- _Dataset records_

○ ○ ○ ○ ○

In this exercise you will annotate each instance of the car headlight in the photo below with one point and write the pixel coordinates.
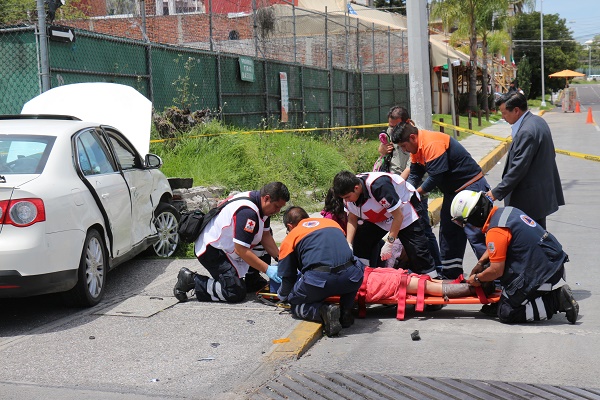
(23, 212)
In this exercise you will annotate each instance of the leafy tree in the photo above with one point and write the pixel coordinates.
(560, 52)
(397, 6)
(471, 18)
(524, 76)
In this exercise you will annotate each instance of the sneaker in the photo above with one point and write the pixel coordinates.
(255, 282)
(491, 310)
(185, 283)
(330, 313)
(567, 304)
(347, 319)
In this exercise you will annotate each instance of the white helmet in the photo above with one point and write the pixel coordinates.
(463, 206)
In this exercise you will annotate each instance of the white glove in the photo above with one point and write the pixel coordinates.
(272, 273)
(386, 251)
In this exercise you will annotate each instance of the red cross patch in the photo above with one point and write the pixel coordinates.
(250, 224)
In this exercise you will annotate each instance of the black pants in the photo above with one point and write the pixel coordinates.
(224, 283)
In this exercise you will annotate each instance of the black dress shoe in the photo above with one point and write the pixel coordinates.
(347, 319)
(330, 313)
(185, 283)
(567, 304)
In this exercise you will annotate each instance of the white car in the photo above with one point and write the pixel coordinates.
(79, 193)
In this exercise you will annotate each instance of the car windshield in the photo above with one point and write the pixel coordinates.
(24, 154)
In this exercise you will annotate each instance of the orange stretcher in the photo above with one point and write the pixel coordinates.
(420, 300)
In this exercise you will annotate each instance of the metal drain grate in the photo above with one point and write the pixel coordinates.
(333, 386)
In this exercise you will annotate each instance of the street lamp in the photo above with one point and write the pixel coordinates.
(589, 43)
(543, 103)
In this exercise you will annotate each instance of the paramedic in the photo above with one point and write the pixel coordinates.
(527, 259)
(380, 203)
(316, 247)
(451, 169)
(224, 247)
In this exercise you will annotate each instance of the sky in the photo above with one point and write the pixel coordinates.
(582, 16)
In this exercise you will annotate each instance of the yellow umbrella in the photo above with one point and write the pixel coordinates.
(567, 73)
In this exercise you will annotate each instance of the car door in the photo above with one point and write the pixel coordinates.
(140, 182)
(111, 190)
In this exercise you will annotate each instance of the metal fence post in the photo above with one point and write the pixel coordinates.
(43, 56)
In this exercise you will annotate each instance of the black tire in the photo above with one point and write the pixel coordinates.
(166, 220)
(91, 274)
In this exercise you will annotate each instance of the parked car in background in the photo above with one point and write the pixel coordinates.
(79, 193)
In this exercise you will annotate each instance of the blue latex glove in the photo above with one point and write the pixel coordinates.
(272, 273)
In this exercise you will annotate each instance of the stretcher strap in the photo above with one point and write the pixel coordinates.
(401, 296)
(421, 292)
(362, 294)
(481, 294)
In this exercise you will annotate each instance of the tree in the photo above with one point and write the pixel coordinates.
(397, 6)
(524, 76)
(470, 17)
(560, 49)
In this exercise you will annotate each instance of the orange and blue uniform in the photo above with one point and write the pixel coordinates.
(315, 262)
(451, 169)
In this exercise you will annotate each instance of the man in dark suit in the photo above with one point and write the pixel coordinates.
(530, 180)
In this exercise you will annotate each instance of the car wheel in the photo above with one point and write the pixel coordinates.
(166, 220)
(91, 275)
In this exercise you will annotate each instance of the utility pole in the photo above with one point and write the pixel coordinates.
(419, 71)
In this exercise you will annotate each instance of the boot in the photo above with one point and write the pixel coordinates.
(347, 319)
(330, 313)
(185, 283)
(454, 290)
(568, 304)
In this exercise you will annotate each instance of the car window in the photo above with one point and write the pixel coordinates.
(92, 154)
(24, 154)
(125, 155)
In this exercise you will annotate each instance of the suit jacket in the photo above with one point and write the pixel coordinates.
(530, 180)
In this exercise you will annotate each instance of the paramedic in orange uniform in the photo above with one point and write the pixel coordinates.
(315, 262)
(451, 169)
(527, 259)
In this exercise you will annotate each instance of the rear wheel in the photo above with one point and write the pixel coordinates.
(91, 275)
(166, 220)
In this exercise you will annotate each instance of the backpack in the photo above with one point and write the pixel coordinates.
(192, 223)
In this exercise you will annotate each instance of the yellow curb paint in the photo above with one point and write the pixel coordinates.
(301, 339)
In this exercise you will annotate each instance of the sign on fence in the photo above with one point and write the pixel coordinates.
(246, 69)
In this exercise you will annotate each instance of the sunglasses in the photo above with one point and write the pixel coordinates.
(460, 221)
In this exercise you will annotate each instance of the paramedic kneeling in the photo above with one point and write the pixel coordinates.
(527, 259)
(224, 247)
(317, 248)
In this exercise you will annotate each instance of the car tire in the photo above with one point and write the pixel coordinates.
(91, 274)
(166, 220)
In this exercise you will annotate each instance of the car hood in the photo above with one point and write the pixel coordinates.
(112, 104)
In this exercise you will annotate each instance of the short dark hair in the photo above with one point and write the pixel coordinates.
(399, 112)
(344, 182)
(512, 100)
(293, 215)
(276, 190)
(403, 133)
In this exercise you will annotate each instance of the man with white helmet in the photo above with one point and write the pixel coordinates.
(527, 259)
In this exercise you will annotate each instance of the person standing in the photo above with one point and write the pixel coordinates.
(399, 162)
(530, 179)
(451, 169)
(527, 259)
(316, 248)
(380, 203)
(224, 247)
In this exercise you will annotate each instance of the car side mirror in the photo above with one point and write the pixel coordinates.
(152, 161)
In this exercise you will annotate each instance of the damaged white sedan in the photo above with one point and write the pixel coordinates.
(79, 193)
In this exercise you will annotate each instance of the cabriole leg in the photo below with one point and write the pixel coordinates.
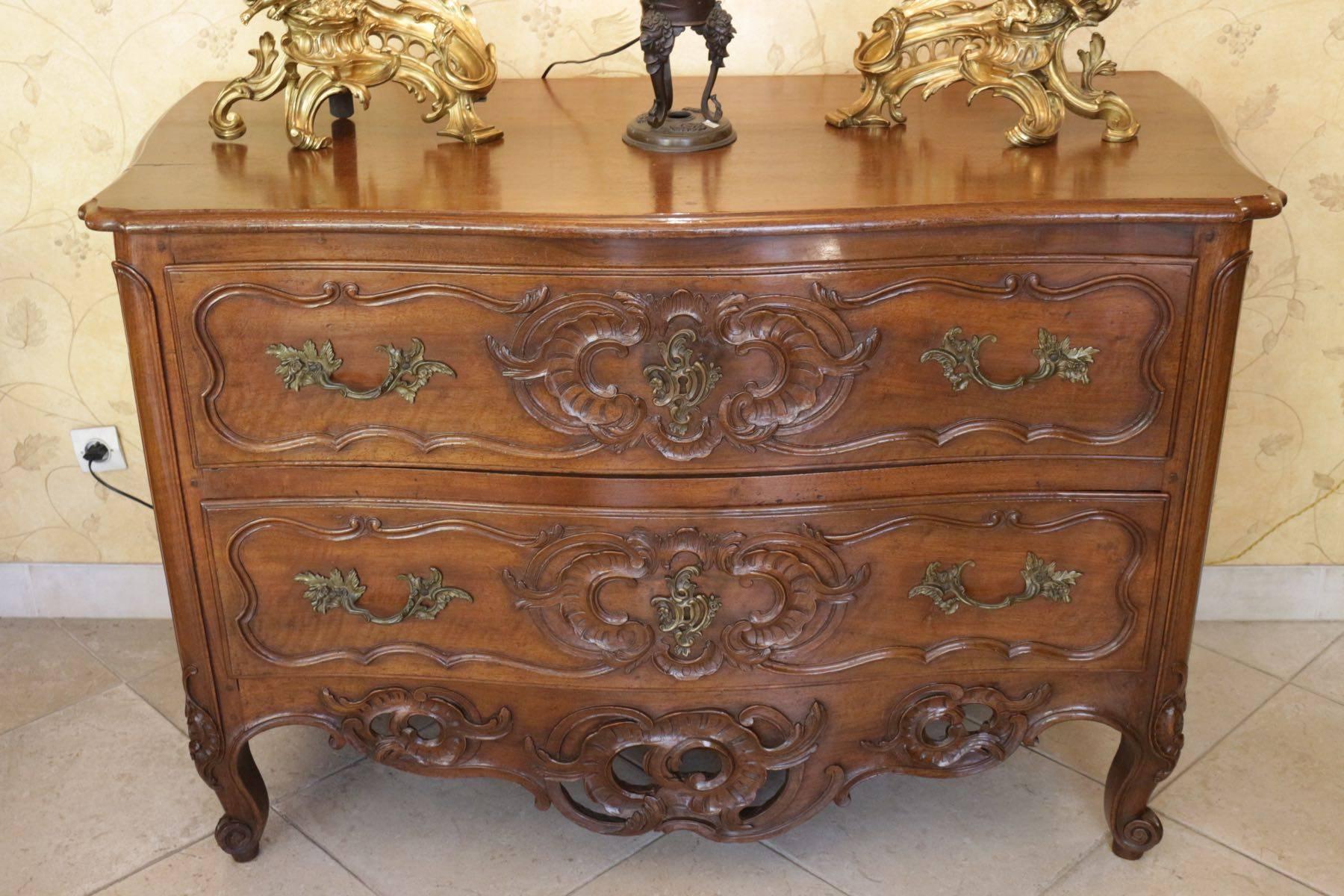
(1133, 775)
(246, 805)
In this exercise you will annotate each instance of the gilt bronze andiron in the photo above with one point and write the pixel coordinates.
(430, 47)
(1012, 49)
(665, 129)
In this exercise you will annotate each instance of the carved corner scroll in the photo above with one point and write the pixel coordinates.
(815, 356)
(203, 739)
(726, 798)
(944, 586)
(1169, 723)
(408, 371)
(954, 729)
(421, 729)
(342, 591)
(803, 579)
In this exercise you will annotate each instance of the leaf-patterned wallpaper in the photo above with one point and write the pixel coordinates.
(81, 81)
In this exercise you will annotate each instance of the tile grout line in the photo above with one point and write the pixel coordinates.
(148, 864)
(146, 700)
(1068, 869)
(1245, 855)
(613, 865)
(1272, 675)
(316, 781)
(804, 868)
(89, 650)
(1310, 662)
(323, 849)
(1284, 684)
(87, 696)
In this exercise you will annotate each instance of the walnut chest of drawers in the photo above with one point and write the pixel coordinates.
(685, 492)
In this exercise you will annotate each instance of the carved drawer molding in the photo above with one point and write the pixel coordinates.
(816, 361)
(809, 583)
(694, 373)
(698, 601)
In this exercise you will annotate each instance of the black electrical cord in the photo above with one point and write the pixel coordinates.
(97, 453)
(579, 62)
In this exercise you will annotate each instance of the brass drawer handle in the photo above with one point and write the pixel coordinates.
(960, 361)
(947, 590)
(408, 371)
(343, 590)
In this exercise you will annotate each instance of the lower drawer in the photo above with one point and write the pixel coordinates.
(679, 597)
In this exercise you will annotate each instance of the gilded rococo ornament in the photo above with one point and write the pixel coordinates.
(430, 47)
(1012, 49)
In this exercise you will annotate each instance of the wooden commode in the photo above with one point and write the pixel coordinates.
(685, 492)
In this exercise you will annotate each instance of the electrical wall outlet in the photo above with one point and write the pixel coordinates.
(105, 435)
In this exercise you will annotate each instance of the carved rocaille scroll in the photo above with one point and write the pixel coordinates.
(420, 729)
(685, 343)
(1169, 723)
(933, 729)
(203, 738)
(783, 591)
(721, 800)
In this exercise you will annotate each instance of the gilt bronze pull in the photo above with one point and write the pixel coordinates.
(343, 590)
(408, 371)
(960, 361)
(1042, 579)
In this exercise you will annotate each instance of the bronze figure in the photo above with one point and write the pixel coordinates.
(665, 129)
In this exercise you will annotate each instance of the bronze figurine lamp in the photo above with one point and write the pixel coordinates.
(665, 128)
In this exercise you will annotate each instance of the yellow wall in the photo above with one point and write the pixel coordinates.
(81, 81)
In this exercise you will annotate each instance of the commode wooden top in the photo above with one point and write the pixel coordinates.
(562, 168)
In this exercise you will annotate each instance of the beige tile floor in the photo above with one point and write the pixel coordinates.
(99, 797)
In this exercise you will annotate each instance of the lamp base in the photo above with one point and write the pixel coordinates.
(685, 131)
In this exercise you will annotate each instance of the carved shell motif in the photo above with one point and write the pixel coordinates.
(421, 729)
(772, 594)
(939, 727)
(685, 346)
(722, 802)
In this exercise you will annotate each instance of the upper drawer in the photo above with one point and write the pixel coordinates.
(645, 374)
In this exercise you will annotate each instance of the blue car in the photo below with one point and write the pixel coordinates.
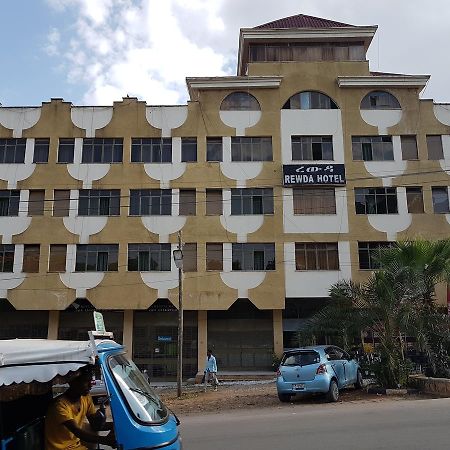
(317, 369)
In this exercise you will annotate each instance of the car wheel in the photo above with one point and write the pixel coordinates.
(333, 392)
(284, 397)
(359, 380)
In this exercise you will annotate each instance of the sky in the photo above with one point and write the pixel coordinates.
(94, 52)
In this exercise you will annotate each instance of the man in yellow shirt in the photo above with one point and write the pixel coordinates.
(66, 416)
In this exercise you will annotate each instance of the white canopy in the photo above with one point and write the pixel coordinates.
(27, 360)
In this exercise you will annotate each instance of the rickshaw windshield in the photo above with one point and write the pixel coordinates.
(142, 400)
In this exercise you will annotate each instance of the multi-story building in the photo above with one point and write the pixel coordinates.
(283, 180)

○ ○ ○ ○ ○

- _SET TASK_
Only the lines from the one containing "In this exercise you will annotate each instance of the beige" through the end of the listing are to be quoted, exactly and with both ends included; pictures are left out.

- _COMPLETED TASK_
In this exercise you will annotate each instance of the beige tile floor in the photo above with one point and write the pixel coordinates.
(99, 797)
In this exercise you will annotate each instance of the lamp base in the photo above with one point and write the pixel coordinates.
(685, 131)
In this exercise you will annotate each instance of the carved shell motif in the photo above with one point and write the pixel coordinates.
(421, 729)
(772, 594)
(939, 727)
(685, 346)
(722, 802)
In this exercise you will annotate each instance of the upper drawer in the photo above with one point and write the pixel coordinates.
(645, 374)
In this exercise you will annotate each instance of the blue car in the photo below with one point and write the pixel coordinates.
(317, 369)
In this exercise you will annotate each instance of the car wheel in the photo above with one point and write the pixel coordinates.
(333, 392)
(284, 397)
(359, 380)
In this exercise you will annotate each instance of the sky in the photo above with one point and write the pixel coordinates.
(94, 52)
In this exercise you will annotate each instance of the man in yellow shirt in the photo above with one point and write the pixel coordinates.
(66, 416)
In this exercise you will annotate each instance of the white canopy in the photo above with one point and write the pixel coordinates.
(27, 360)
In this exercise you will annotate each instance of the rickshaw windshield in the photo above with one point and write the pixel coordinates.
(142, 400)
In this exercise you will annotate each instance of the multi-story building in the photo above with one point and write the pixel coordinates.
(283, 180)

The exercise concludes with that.